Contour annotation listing
************
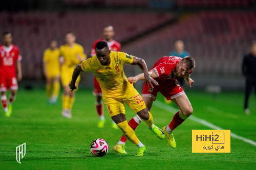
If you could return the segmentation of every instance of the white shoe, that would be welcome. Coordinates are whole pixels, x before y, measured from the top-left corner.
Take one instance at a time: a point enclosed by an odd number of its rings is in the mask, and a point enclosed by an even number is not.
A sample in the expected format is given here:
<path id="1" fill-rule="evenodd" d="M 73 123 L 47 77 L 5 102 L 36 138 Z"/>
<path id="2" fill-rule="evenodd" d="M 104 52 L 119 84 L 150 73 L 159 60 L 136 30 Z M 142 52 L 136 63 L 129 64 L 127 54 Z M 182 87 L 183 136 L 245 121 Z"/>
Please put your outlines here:
<path id="1" fill-rule="evenodd" d="M 63 117 L 71 118 L 72 117 L 71 115 L 71 112 L 68 110 L 63 110 L 62 112 L 62 115 Z"/>
<path id="2" fill-rule="evenodd" d="M 244 113 L 246 114 L 250 114 L 250 110 L 249 110 L 248 108 L 246 108 L 244 110 Z"/>

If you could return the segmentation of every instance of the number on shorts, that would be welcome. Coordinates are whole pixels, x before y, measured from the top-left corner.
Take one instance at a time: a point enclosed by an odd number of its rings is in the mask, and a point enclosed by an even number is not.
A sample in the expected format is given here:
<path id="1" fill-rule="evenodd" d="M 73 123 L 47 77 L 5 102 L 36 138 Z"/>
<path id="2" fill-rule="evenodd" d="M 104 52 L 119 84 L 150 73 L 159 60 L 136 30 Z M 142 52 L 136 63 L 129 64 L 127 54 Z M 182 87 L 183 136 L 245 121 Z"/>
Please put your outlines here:
<path id="1" fill-rule="evenodd" d="M 137 103 L 139 104 L 143 101 L 143 100 L 140 96 L 140 95 L 138 94 L 136 96 L 134 97 L 134 99 L 136 99 L 137 100 Z"/>

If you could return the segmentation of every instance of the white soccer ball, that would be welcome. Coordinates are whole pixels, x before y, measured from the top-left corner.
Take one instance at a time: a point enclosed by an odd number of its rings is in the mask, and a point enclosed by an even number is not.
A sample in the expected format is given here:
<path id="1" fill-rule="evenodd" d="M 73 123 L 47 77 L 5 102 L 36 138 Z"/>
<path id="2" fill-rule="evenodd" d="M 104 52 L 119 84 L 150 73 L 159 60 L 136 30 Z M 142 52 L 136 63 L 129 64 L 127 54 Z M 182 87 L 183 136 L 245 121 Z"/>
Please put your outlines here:
<path id="1" fill-rule="evenodd" d="M 104 156 L 109 152 L 109 144 L 102 139 L 96 139 L 91 143 L 91 153 L 95 156 Z"/>

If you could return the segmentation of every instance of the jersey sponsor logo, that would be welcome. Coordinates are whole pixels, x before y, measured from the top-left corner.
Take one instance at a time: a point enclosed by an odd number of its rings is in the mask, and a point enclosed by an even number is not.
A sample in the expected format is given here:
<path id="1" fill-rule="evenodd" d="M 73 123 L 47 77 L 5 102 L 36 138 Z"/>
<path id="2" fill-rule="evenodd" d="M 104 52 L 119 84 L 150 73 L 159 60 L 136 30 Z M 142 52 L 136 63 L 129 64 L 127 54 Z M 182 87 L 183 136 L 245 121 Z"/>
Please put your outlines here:
<path id="1" fill-rule="evenodd" d="M 11 57 L 4 57 L 3 58 L 4 65 L 5 66 L 12 66 L 13 64 L 13 60 Z"/>
<path id="2" fill-rule="evenodd" d="M 161 74 L 164 74 L 164 72 L 165 72 L 165 71 L 164 71 L 164 67 L 161 67 L 160 68 L 160 69 Z"/>
<path id="3" fill-rule="evenodd" d="M 129 59 L 132 59 L 132 57 L 131 57 L 131 56 L 130 56 L 130 55 L 129 55 L 127 53 L 125 53 L 125 54 L 126 55 L 126 58 L 128 58 Z"/>

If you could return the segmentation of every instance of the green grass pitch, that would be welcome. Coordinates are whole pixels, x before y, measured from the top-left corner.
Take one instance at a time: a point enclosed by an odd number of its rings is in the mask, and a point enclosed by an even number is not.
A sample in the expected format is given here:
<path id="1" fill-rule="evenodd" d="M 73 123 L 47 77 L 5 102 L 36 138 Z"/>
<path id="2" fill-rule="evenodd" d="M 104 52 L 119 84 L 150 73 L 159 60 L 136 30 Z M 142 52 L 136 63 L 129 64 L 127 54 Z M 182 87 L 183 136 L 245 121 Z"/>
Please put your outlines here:
<path id="1" fill-rule="evenodd" d="M 186 93 L 194 116 L 256 141 L 255 98 L 251 97 L 251 114 L 246 115 L 242 92 L 223 92 L 215 98 L 202 91 L 187 90 Z M 91 90 L 77 92 L 70 119 L 61 115 L 61 95 L 56 106 L 47 105 L 46 95 L 43 89 L 20 89 L 11 117 L 6 117 L 1 110 L 0 169 L 256 169 L 256 147 L 232 137 L 230 153 L 193 153 L 191 130 L 209 129 L 189 119 L 174 131 L 175 150 L 167 145 L 166 138 L 159 139 L 142 123 L 135 132 L 148 152 L 143 157 L 135 157 L 136 147 L 127 141 L 128 154 L 116 154 L 112 148 L 121 132 L 110 127 L 106 108 L 105 128 L 97 127 L 98 118 Z M 160 94 L 158 100 L 164 102 Z M 127 107 L 126 110 L 127 119 L 135 115 Z M 152 113 L 160 128 L 169 124 L 175 113 L 154 105 Z M 91 142 L 98 138 L 106 140 L 110 147 L 104 157 L 94 157 L 90 152 Z M 15 148 L 24 142 L 26 153 L 19 164 L 16 161 Z"/>

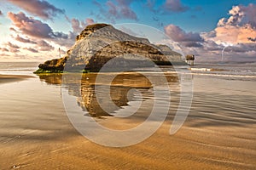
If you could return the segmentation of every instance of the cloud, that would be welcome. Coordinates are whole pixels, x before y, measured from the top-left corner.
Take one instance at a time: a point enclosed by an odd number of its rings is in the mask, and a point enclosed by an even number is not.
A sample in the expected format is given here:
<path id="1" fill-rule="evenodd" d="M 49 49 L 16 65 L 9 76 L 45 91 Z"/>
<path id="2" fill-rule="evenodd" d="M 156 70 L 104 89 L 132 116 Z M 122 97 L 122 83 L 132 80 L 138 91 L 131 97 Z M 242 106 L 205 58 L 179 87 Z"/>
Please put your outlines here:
************
Extract the full listing above verbatim, omitting the pictures.

Answer to this problem
If you could return the segmentation of every instance of the white shoe, that would be welcome. Coordinates are whole pixels, x before y, measured from the top-left corner.
Take one instance at a time: a point enclosed by an odd number of its rings is in the mask, and a point enclosed by an even number is not.
A sample in the expected format is given here:
<path id="1" fill-rule="evenodd" d="M 73 123 L 47 77 L 5 102 L 36 138 Z"/>
<path id="2" fill-rule="evenodd" d="M 104 52 L 119 84 L 150 73 L 159 60 L 136 30 Z M 142 52 L 136 63 L 129 64 L 127 54 Z M 182 87 L 183 136 L 245 121 Z"/>
Please put your outlines here:
<path id="1" fill-rule="evenodd" d="M 63 117 L 71 118 L 72 117 L 71 115 L 71 112 L 68 110 L 63 110 L 62 112 L 62 115 Z"/>
<path id="2" fill-rule="evenodd" d="M 244 113 L 246 114 L 250 114 L 250 110 L 249 110 L 248 108 L 246 108 L 244 110 Z"/>

If you could return the segmentation of every instance of the number on shorts, that would be welcome. Coordinates are whole pixels, x before y, measured from the top-left corner.
Take one instance at a time: a point enclosed by an odd number of its rings is in the mask, and a point enclosed by an even number is not.
A sample in the expected format is given here:
<path id="1" fill-rule="evenodd" d="M 73 123 L 47 77 L 5 102 L 36 138 Z"/>
<path id="2" fill-rule="evenodd" d="M 104 52 L 119 84 L 150 73 L 159 60 L 136 30 Z M 142 52 L 136 63 L 129 64 L 127 54 Z M 182 87 L 183 136 L 245 121 Z"/>
Please put your outlines here:
<path id="1" fill-rule="evenodd" d="M 137 103 L 139 104 L 143 101 L 143 100 L 140 96 L 140 95 L 138 94 L 136 96 L 134 97 L 134 99 L 136 99 L 137 100 Z"/>

If you could return the segmentation of every instance of the white soccer ball, that would be welcome. Coordinates are whole pixels, x before y, measured from the top-left corner.
Take one instance at a time: a point enclosed by an odd number of its rings is in the mask, and a point enclosed by an even number is not.
A sample in the expected format is given here:
<path id="1" fill-rule="evenodd" d="M 73 123 L 47 77 L 5 102 L 36 138 Z"/>
<path id="2" fill-rule="evenodd" d="M 104 52 L 119 84 L 150 73 L 159 60 L 136 30 Z M 142 52 L 136 63 L 129 64 L 127 54 Z M 182 87 L 183 136 L 245 121 Z"/>
Please put your outlines here:
<path id="1" fill-rule="evenodd" d="M 104 156 L 109 152 L 109 144 L 102 139 L 96 139 L 91 143 L 91 153 L 95 156 Z"/>

If you could return the segmentation of every instance of the jersey sponsor logo, that would be welcome. Coordinates are whole pixels, x before y, measured from the top-left corner.
Take one instance at a time: a point enclosed by an odd number of its rings is in the mask, and a point enclosed by an even number is not.
A sample in the expected format is given here:
<path id="1" fill-rule="evenodd" d="M 73 123 L 47 77 L 5 102 L 36 138 Z"/>
<path id="2" fill-rule="evenodd" d="M 104 52 L 119 84 L 150 73 L 159 60 L 136 30 Z M 142 52 L 136 63 L 129 64 L 127 54 Z M 182 87 L 183 136 L 245 121 Z"/>
Please put your outlines here:
<path id="1" fill-rule="evenodd" d="M 11 57 L 4 57 L 3 58 L 4 65 L 5 66 L 12 66 L 13 64 L 13 60 Z"/>
<path id="2" fill-rule="evenodd" d="M 161 74 L 164 74 L 164 72 L 165 72 L 165 71 L 164 71 L 164 67 L 161 67 L 160 68 L 160 69 Z"/>
<path id="3" fill-rule="evenodd" d="M 129 59 L 132 59 L 132 57 L 131 57 L 131 56 L 130 56 L 130 55 L 129 55 L 127 53 L 125 53 L 125 54 L 126 55 L 126 58 L 128 58 Z"/>

If you could return the segmentation of every instance of the green grass pitch, that would be welcome. Coordinates are whole pixels, x before y, measured from the top-left corner.
Take one instance at a time: a point enclosed by an odd number of its rings is in the mask, and a point enclosed by an even number is not.
A sample in the expected format is given here:
<path id="1" fill-rule="evenodd" d="M 73 123 L 47 77 L 5 102 L 36 138 Z"/>
<path id="2" fill-rule="evenodd" d="M 104 52 L 119 84 L 150 73 L 159 60 L 136 30 Z M 142 52 L 136 63 L 129 64 L 127 54 Z M 182 87 L 183 136 L 245 121 Z"/>
Please put your outlines here:
<path id="1" fill-rule="evenodd" d="M 186 93 L 194 116 L 256 141 L 255 98 L 251 97 L 251 114 L 246 115 L 242 92 L 223 92 L 215 98 L 202 91 L 187 90 Z M 91 90 L 77 92 L 70 119 L 61 115 L 61 95 L 56 106 L 47 105 L 46 95 L 43 89 L 20 89 L 11 117 L 6 117 L 1 110 L 0 169 L 256 169 L 256 147 L 232 137 L 230 153 L 193 153 L 191 130 L 209 129 L 189 119 L 174 131 L 175 150 L 167 145 L 166 138 L 159 139 L 142 123 L 135 132 L 148 152 L 143 157 L 135 157 L 136 147 L 127 141 L 128 154 L 116 154 L 112 148 L 121 132 L 110 127 L 106 108 L 105 128 L 97 127 L 98 118 Z M 160 94 L 158 100 L 164 102 Z M 127 107 L 126 110 L 127 119 L 135 115 Z M 152 113 L 160 128 L 169 124 L 175 113 L 154 105 Z M 91 142 L 98 138 L 106 140 L 110 147 L 104 157 L 94 157 L 90 152 Z M 15 148 L 24 142 L 26 153 L 19 164 L 16 161 Z"/>

If you could return the segmentation of every instance of the cloud, that would be welcome. Coordinates are whole pixels, x before y, measured from the top-left corner.
Take one instance at a time: a point enclosed by an odd number of its rings is in the mask, and a point enclosed by an even number is not.
A sample in the expected format is given here:
<path id="1" fill-rule="evenodd" d="M 49 49 L 16 65 L 9 76 L 45 91 Z"/>
<path id="2" fill-rule="evenodd" d="M 156 70 L 104 89 L 132 116 Z M 122 97 L 122 83 L 132 80 L 138 91 L 131 97 Z M 242 106 L 205 58 L 179 87 Z"/>
Please put your outlines here:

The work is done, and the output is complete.